Instructions for the task:
Answer these questions from the sensor module passage below.
1. Inside the sensor module 100, which terminal is terminal T102 connected to?
2. What does the memory 11A store on a non-volatile basis?
3. What two parts does the processor 14 include?

Extract provided:
BEGIN

The terminal T101 is a terminal configured to be fed with a supply voltage VDD, and is physically and electrically connected to the terminal T11 inside the sensor module 100.

The terminal T102 is a terminal configured to be connected to a ground potential, and is physically and electrically connected to the terminal T12 inside the sensor module 100.

The terminal T103 is a terminal configured to feed out the output signal of the processor 14 as will be described later, and is physically and electrically connected to the terminal T17 inside the sensor module 100.

The terminals T13 to T16 are physically and electrically connected to the terminals T21 to T24 respectively inside the sensor module 100.

Next, the blocks in the semiconductor device 1 will be described in detail.

The digital circuit 11 is a circuit that processes digital signals, and controls the operation of the entire sensor module 100. The digital circuit 11 includes a memory 11A and a controller 11B. Thus, the sensor module 100 includes the memory 11A and the controller 11B.

The memory 11A is configured to store temperature correction schemes (details of temperature correction) on a non-volatile basis. The controller 11B is configured to perform temperature correction on the driver 12 and the processor 14 based on the temperature correction schemes stored in the memory 11A.

The driver 12 is configured to drive the sensor 2. The driver 12 outputs a driving current, which is fed via the terminal T13 to the terminal T21 of the sensor 2.

The first terminal of the resistor 13 is physically and electrically connected to the terminal T14 inside the semiconductor device 1, and the second terminal of the resistor 13 is physically and electrically connected to the terminal T12 inside the semiconductor device 1. The resistor 13 converts the driving current to the sensor 2 into a voltage so that a voltage corresponding to the driving current to the sensor 2 is fed back to the sensor 2. The driver 12 performs feedback control on the driving current to the sensor 2.

The processor 14 is configured to process the output signals of the sensor 2. The processor 14 includes a first processor 14A and a second processor 14B.

The first processor 14A is configured to receive and process the output signals of the sensor 2. Specifically, the output signals of the sensor 2, which it outputs via its terminals T23 and T24, are fed via the terminals T15 and T16 to the first processor 14A. While the first processor 14A is here a single amplifier, it is not limited to a single amplifier and may instead be configured to have a plurality of amplifiers connected in series.

END

Listed entries:
BEGIN

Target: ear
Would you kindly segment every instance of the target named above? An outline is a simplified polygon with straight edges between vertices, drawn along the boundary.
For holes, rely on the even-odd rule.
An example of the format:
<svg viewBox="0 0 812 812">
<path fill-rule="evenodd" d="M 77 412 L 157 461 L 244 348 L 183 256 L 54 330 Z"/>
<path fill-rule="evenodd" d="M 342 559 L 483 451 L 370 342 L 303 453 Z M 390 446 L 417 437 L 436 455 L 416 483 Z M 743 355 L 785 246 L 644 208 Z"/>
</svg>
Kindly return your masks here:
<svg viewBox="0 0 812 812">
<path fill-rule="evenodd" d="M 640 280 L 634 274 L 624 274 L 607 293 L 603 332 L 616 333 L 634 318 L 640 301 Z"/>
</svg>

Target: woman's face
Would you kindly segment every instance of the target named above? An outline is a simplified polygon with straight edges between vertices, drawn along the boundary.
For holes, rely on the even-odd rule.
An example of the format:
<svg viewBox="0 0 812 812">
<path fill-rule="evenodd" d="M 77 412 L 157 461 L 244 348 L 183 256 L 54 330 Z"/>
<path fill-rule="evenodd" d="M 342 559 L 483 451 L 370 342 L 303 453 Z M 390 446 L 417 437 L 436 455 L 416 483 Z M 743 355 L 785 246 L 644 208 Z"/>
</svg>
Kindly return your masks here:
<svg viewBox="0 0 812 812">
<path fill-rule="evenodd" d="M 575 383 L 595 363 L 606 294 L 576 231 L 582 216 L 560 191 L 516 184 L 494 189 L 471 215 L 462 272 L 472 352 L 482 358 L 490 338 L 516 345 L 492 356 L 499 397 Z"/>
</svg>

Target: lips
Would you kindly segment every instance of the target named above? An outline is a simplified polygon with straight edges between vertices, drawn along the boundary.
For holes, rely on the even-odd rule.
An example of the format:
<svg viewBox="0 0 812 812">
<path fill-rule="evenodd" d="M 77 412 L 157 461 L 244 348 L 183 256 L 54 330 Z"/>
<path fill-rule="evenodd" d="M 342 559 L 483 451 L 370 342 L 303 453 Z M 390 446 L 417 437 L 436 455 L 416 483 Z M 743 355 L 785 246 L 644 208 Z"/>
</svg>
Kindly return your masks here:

END

Task answer:
1. Terminal T12.
2. Temperature correction schemes.
3. A first processor 14A and a second processor 14B.